WHAT TO DO:
1/ Answer these questions about the climate passage, one line each:
(a) What did the speaker go to school to study?
(b) What did the IPCC report in 2018 about greenhouse gas emissions?
(c) What does the speaker name as the primary obstacle, in place of technology?
2/ Retype word for word the stretch of the climate passage from "I don’t know" through "to be changed.".

SUPPLIED PASSAGE:
I don’t know about any of you, but I actually grew up optimistic about the climate. I think people are capable of genuinely incredible creativity, and so I thought technology would save us. I went to school for engineering partly because I was convinced of that and wanted to help – and then I noticed where all the engineering money actually went. Most of my friends and I found things like weapons manufacturers, oil companies, and big finance were the only options to pay back our loans. Most of us came in wanting to change the world for the better and realized that the capitalist world did not want to be changed.

Today I struggle with “climate anxiety,” where everything just feels over and hopeless, like we’re in a slow-moving car crash. The IPCC reported in 2018 that we have to halve greenhouse gas emissions before 2030 to prevent irreversible damage to the planet. Even though I don’t have the technological optimism I had before, I still believe we can tackle the climate crisis. However, there’s a reason this event is called “Tomorrow is Too Late:” we are not close to achieving what we need to – we have to act now.

What I came to realize is that technology is not the primary obstacle – the structure of society is. Unfortunately, and crucially, the whole world – our economy, our politics, our culture – is held hostage by the need for endless profit. Profit is put before everything else. We work day after day to make our bosses profits, politicians make sure that nothing threatens the profits of their business benefactors, everything we do gets turned into a “hustle” – and that logic keeps us from making the changes we need to save the planet.

INFORMATION PROVIDED:

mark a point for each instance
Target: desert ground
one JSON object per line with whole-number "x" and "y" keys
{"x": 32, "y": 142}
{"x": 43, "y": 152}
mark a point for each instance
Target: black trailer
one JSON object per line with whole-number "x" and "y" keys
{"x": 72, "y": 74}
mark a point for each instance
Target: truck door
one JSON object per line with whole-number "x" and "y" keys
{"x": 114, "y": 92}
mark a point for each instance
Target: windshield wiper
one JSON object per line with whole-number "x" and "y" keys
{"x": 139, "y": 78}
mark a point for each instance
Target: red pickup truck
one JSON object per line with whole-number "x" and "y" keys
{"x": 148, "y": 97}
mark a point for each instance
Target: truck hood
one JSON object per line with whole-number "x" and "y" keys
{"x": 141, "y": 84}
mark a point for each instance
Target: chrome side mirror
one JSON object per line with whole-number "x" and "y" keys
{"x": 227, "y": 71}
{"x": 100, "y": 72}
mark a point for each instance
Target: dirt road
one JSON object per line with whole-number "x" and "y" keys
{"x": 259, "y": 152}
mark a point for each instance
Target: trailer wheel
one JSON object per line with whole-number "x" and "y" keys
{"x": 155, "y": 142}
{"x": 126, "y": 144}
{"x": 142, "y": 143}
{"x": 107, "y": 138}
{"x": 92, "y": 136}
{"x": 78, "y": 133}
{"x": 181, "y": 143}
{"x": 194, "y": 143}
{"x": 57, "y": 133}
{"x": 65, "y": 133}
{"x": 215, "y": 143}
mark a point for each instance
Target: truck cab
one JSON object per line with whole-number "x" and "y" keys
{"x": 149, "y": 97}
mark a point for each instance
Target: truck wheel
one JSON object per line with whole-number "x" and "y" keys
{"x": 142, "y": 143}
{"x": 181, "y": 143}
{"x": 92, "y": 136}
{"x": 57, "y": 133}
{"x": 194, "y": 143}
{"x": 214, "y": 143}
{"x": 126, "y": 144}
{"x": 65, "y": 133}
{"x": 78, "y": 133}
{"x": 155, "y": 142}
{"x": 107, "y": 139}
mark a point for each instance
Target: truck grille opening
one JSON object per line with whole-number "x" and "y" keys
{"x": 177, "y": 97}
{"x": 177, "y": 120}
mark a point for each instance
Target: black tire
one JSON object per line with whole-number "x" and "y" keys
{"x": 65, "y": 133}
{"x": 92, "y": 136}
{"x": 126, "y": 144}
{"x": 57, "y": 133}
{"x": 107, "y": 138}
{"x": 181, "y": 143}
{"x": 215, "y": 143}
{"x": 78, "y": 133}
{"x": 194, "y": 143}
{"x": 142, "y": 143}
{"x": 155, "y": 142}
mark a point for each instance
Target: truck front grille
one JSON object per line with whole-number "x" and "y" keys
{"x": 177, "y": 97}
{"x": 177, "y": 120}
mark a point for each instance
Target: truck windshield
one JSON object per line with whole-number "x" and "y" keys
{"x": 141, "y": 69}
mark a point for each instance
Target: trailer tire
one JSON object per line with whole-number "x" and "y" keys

TASK ANSWERS:
1/
(a) Engineering.
(b) That greenhouse gas emissions have to be halved before 2030 to prevent irreversible damage to the planet.
(c) The structure of society.

2/
I don’t know about any of you, but I actually grew up optimistic about the climate. I think people are capable of genuinely incredible creativity, and so I thought technology would save us. I went to school for engineering partly because I was convinced of that and wanted to help – and then I noticed where all the engineering money actually went. Most of my friends and I found things like weapons manufacturers, oil companies, and big finance were the only options to pay back our loans. Most of us came in wanting to change the world for the better and realized that the capitalist world did not want to be changed.